Short problem
Write out all of the data below again, swapping "Query" for "Target" each time it appears. Keep everything else the same.

[Data from an annotation dataset]
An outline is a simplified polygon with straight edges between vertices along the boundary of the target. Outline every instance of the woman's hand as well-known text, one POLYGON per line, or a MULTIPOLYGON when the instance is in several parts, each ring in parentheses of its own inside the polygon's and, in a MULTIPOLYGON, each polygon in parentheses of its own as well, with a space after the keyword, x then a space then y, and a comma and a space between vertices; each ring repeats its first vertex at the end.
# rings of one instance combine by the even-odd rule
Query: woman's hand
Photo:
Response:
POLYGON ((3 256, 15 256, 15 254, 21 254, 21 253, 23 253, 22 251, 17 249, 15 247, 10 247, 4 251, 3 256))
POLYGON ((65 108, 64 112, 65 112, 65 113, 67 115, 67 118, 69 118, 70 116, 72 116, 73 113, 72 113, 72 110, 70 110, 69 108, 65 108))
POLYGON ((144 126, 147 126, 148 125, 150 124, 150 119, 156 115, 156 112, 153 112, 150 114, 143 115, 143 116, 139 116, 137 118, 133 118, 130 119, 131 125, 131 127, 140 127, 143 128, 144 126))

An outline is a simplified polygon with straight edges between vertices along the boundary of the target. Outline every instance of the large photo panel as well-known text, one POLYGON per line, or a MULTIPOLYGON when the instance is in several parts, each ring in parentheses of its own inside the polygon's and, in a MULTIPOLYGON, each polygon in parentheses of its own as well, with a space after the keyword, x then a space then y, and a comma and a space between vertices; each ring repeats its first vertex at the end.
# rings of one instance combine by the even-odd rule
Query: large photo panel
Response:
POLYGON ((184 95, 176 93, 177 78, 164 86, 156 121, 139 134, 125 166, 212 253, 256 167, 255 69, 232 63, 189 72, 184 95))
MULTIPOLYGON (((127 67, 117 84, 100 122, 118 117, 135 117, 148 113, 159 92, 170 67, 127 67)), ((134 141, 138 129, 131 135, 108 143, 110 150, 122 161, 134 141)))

Task solution
An outline is a simplified polygon with straight edges between vertices along the boundary of the target. Outline every instance of the woman's hand as well-known text, one POLYGON per line, or a MULTIPOLYGON when the instance is in several parts, each ring in parentheses of its own inside the polygon's and, in a MULTIPOLYGON, each polygon in parentheses of its own as well, with a space after the keyword, x then a space then y, and a comma and a space between vertices; each ring repeats its first vertex at the end.
# rings of one instance combine by the even-odd rule
Target: woman's hand
Photo:
Response:
POLYGON ((3 256, 15 256, 15 254, 21 254, 21 253, 23 253, 22 251, 17 249, 15 247, 10 247, 4 251, 3 256))
POLYGON ((65 108, 64 112, 65 112, 65 113, 67 115, 67 118, 69 118, 70 116, 72 116, 73 113, 72 113, 72 110, 70 110, 69 108, 65 108))
POLYGON ((144 126, 147 126, 148 125, 150 124, 150 119, 156 115, 156 112, 153 112, 150 114, 143 115, 143 116, 139 116, 137 118, 133 118, 130 119, 131 125, 131 127, 140 127, 143 128, 144 126))

An outline is a simplified polygon with straight edges between vertices along the boundary of the target. Outline every instance of the large photo panel as well-known text, one POLYGON per line, or a MULTIPOLYGON when the instance is in several parts, each ring in parentheses of its own inside the polygon's and, in a MULTIPOLYGON, each polygon in parentheses of its own as well, with a space after the keyword, x then a space then y, and a comma and a space between vertices; each ring repeats its first vertex at the end.
# rings of one instance combine by the even-odd rule
Target: large photo panel
Response:
POLYGON ((184 95, 176 93, 177 78, 164 86, 156 121, 139 134, 125 166, 212 253, 256 167, 255 69, 232 63, 189 72, 184 95))
MULTIPOLYGON (((127 67, 117 84, 100 122, 118 117, 135 117, 148 113, 159 92, 170 67, 127 67)), ((134 141, 138 129, 131 135, 108 143, 110 150, 122 161, 134 141)))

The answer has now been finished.